Supplied text:
▼

Enhancing the strategic framework of pharmaceutical industries to bolster European autonomy

By Nicolás González Casares, MEP (S&D Group – Spain)

The legislative term is now coming to an end. Five years that were deeply impacted by an unprecedented health crisis. Little did we know that just a few months after we arrived in the Parliament we were going to be forced to focus all our efforts in the urgent management of a pandemic. However, we decided that this situation should make us learn some valuable lessons, not only to prevent future emergencies, but also to unwrap all the capacity of European health policies to coordinate all Member States in protecting the health of all Europeans.

In the last years, we have strengthened the existing legislation and adopted new texts to prevent diseases, facilitate the authorization of safe and effective treatments and improve the access to medicines for all patients.


However, we still have many pending issues for the coming years and one of the most urgent ones is to manage the shortage of medicines that year after year threaten patients’ wellbeing. Shortage of supply of essential medicines and pharmaceutical active ingredients in the EU has been increasing in recent years, with a 60% increase in shortage notifications between 2017 and 2019 and a worsening of the situation in 2022. As stressed in European Commission official studies and Parliamentary reports, the causes of this problem are multiple and complex, including both internal factors of the pharmaceutical industry and external factors, and cause serious supply disruptions that negatively affect patients.

▲

Material supplied:
▼

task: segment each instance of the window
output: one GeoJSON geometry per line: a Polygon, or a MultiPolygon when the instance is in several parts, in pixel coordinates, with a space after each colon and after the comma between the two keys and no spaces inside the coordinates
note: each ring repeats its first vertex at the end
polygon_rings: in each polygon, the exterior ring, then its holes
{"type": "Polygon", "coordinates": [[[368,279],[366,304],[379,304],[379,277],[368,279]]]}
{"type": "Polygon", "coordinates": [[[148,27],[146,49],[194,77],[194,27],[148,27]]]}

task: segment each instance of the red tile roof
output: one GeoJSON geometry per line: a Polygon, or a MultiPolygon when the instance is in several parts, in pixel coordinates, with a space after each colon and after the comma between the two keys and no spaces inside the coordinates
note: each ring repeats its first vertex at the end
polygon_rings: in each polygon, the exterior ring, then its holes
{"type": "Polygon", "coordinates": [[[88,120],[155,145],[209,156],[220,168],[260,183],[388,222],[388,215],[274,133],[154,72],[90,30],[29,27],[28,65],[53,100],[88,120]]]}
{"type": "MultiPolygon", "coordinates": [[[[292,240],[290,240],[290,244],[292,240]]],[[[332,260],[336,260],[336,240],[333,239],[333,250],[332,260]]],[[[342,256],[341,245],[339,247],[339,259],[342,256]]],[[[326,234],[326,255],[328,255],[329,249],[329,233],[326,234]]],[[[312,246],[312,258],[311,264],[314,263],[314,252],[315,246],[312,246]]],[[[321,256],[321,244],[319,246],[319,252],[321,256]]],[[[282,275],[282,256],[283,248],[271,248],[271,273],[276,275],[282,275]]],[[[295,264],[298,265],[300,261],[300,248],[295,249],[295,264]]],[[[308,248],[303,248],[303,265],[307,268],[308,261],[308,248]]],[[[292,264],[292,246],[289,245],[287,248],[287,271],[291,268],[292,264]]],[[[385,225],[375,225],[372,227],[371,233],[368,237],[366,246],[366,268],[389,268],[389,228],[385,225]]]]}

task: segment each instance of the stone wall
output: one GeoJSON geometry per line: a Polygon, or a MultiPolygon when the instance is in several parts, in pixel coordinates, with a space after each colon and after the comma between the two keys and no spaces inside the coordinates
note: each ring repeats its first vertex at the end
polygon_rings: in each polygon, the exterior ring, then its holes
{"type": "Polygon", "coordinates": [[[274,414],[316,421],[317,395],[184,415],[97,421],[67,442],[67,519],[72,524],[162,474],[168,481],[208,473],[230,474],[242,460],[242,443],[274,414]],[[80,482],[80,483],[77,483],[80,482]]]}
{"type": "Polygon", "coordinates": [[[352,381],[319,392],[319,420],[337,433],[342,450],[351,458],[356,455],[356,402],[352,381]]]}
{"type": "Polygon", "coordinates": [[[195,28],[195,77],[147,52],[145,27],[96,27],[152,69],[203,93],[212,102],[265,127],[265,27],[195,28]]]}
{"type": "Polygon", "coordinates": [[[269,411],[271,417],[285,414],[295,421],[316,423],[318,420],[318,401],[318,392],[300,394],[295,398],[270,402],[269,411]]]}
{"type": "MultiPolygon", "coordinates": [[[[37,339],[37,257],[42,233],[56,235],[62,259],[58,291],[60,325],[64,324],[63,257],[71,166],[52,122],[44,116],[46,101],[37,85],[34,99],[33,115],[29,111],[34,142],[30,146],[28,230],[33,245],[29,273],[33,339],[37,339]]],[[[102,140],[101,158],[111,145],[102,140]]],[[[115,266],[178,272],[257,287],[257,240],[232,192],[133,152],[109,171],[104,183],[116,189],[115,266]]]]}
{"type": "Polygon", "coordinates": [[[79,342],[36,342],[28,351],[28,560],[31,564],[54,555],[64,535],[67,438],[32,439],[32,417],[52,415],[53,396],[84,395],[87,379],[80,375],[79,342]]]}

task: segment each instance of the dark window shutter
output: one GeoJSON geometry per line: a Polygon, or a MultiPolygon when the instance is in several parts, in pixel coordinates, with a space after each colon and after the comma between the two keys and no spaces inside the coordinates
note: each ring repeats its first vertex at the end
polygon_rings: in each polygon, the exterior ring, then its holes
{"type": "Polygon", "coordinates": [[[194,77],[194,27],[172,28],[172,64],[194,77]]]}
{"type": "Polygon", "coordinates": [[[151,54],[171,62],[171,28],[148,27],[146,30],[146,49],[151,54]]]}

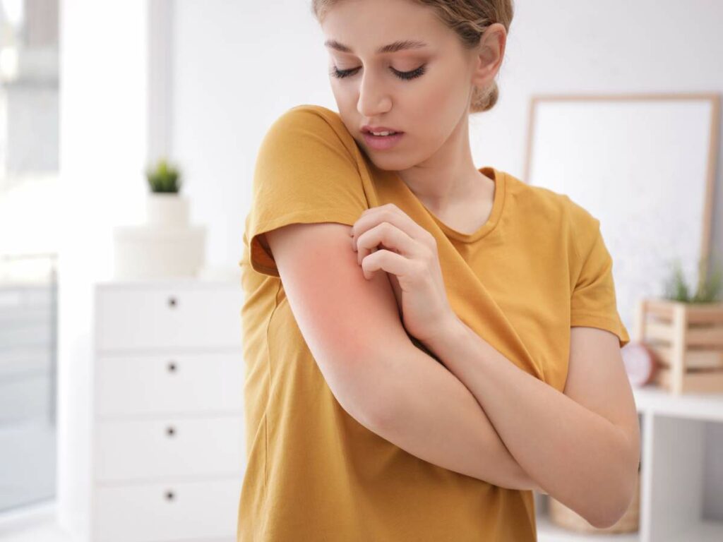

▲

What is expected: Continue the piece on medicine shortages and Europe's drug industry from its last sentence, with a few more paragraphs in the same voice.

Result below:
The EU faces a growing dependence on a small group of manufacturers and regions, especially China and India, for the supply of medicines and pharmaceutical active ingredients, evidencing a critical concentration of production at a global level.

The COVID-19 pandemic and the Russian military aggression against Ukraine exposed Europe’s supply chains dependencies and the risk that economic dependency could be weaponised.

As the High Representative Josep Borrell pointed out during those months in which securing essential medicines and medical equipment was the most urgent priority, “not a single gram of paracetamol was produced in Europe” when the pandemic started.


This strong dependency is especially notable for generic medicines, which are the 70% of medicines dispensed in Europe. The EU has focused its pharmaceutical production on more complex products, which require high-tech infrastructure, a skilled workforce and sophisticated processes, becoming a global leader in research and development of innovative medicines. However, regrettably, the EU is also facing a continuous loss of competitiveness and innovation capacity towards other countries, such as US and China.


During this term, we reinforced the mandate of the European Medicines Agency (EMA) in order to strengthen and coordinate the management of critical shortages at EU level; the Commission’s Health Emergency Preparedness and Response Authority (HERA) is supporting with foresight and emergency preparedness to ensure the availability of medical countermeasures; and the recently voted position of the Parliament for the revision of the general pharmaceutical legislation of the EU welcomes and reinforces the measures described in the Commission proposal regarding the monitoring of shortages.


Thus, we are taking the right steps towards ensuring the availability of essential medicines in the EU, but now is time to address the root causes of the shortages and our strong dependence.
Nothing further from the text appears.